▶ WHAT IS EXPECTED
Word for word, transcribe the lines from the one containing "point: kitchen sink" through the end of the entries, both included, and nothing else.

▶ Excerpts of pointing data

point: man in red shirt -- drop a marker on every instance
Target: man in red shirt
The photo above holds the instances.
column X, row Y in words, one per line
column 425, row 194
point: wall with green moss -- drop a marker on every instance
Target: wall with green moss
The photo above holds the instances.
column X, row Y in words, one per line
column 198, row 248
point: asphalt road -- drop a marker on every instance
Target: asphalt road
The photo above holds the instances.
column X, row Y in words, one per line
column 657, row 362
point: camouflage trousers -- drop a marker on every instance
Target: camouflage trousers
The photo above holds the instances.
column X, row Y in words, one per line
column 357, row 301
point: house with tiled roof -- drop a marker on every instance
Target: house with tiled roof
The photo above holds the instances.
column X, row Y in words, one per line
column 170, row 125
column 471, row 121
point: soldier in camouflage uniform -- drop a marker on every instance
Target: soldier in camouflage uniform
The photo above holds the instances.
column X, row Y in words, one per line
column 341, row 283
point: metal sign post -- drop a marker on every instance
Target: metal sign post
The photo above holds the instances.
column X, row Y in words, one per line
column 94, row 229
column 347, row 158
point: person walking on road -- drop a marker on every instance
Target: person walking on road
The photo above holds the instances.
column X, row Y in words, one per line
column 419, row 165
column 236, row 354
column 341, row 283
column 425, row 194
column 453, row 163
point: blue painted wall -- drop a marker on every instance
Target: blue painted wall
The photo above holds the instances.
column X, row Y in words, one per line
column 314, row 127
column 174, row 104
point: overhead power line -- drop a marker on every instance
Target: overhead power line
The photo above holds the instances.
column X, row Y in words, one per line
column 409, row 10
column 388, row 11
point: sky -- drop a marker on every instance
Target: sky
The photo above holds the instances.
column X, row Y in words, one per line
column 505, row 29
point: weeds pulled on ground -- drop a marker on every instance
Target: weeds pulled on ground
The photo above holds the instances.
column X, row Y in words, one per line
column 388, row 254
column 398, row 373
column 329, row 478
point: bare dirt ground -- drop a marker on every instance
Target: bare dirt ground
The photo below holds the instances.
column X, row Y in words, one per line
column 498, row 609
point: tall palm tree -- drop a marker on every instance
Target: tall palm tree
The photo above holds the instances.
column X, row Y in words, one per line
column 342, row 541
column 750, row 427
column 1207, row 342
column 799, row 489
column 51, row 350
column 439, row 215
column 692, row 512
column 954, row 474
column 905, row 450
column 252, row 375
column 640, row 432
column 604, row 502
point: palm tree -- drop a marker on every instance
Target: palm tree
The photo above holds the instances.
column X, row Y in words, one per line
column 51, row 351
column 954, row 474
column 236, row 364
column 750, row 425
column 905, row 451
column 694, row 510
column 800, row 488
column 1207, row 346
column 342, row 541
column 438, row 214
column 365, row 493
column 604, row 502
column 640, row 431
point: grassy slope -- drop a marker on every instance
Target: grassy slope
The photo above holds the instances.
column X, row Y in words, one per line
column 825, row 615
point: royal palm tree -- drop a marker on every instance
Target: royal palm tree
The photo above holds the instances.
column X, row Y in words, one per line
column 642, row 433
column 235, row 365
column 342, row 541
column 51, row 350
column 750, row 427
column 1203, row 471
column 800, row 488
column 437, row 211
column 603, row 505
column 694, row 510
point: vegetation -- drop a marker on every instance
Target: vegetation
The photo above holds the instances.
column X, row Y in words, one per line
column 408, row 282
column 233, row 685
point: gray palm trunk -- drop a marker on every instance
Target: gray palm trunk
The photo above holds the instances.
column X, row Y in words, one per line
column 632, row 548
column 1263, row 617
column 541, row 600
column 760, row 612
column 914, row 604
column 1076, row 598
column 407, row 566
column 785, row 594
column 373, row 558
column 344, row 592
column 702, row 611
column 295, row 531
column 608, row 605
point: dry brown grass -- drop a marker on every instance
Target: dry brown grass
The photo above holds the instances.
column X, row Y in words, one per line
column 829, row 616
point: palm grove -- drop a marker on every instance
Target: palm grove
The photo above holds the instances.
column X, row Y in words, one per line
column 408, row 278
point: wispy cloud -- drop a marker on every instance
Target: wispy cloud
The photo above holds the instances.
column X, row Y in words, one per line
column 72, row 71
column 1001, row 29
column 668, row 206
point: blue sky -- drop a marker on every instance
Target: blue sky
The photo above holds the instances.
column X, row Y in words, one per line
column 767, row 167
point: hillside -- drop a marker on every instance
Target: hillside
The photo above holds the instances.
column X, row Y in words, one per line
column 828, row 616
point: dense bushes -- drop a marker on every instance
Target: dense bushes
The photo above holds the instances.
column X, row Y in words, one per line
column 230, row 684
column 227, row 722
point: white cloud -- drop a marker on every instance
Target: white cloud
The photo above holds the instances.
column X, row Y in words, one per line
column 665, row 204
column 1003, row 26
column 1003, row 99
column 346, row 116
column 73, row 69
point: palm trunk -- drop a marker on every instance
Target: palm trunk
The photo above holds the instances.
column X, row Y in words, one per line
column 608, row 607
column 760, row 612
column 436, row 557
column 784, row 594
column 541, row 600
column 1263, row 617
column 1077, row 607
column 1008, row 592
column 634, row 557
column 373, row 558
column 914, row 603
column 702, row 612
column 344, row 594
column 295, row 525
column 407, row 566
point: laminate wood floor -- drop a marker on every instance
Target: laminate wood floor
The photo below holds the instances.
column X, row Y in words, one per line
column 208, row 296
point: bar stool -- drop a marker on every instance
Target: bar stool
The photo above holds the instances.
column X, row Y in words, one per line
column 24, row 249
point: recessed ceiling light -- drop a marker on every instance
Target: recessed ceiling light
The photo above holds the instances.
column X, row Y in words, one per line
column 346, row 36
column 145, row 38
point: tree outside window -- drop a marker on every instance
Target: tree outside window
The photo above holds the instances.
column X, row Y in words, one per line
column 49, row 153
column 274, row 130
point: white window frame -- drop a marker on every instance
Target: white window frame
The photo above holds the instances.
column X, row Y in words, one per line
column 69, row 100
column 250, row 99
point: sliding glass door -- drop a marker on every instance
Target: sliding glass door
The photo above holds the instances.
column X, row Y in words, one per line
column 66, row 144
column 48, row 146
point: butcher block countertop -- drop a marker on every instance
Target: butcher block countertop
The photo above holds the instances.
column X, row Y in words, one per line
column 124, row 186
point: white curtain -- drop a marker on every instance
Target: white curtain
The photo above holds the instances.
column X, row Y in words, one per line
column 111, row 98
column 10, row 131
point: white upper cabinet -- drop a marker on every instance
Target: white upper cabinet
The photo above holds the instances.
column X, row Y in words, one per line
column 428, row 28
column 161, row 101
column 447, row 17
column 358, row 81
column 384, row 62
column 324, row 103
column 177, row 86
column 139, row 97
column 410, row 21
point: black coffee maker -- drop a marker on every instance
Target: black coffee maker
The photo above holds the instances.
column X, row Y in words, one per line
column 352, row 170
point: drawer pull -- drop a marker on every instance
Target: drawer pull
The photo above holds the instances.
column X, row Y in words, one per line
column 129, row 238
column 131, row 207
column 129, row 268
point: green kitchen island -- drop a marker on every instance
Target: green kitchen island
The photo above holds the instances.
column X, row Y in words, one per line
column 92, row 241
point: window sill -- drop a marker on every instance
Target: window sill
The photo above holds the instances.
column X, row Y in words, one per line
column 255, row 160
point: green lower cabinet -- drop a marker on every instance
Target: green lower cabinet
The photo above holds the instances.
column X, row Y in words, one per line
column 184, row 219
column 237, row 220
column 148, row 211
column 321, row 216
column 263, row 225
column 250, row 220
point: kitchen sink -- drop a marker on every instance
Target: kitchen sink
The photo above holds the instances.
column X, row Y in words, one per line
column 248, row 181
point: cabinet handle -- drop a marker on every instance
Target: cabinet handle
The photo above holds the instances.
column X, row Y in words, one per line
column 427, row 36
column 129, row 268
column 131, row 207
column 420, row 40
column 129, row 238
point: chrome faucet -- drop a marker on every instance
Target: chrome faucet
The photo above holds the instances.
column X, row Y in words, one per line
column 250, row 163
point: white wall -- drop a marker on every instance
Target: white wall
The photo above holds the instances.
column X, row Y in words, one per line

▶ WRITTEN SOLUTION
point: kitchen sink -- drop a marker on every instance
Target: kitchen sink
The photo above holds the instances.
column X, row Y in words, one per line
column 248, row 181
point: cabinet handle -- drop a marker on every instance
Target: cabinet handle
The photo above holds the instances.
column X, row Y in words, one per line
column 427, row 36
column 129, row 268
column 131, row 207
column 420, row 40
column 129, row 238
point: chrome faucet -- drop a marker on every instance
Target: chrome faucet
The photo above holds the instances.
column X, row Y in words, one per line
column 250, row 163
point: white wall -- drop a marker on every instance
Target: white wall
The photo above holds the instances.
column X, row Y in words, one per line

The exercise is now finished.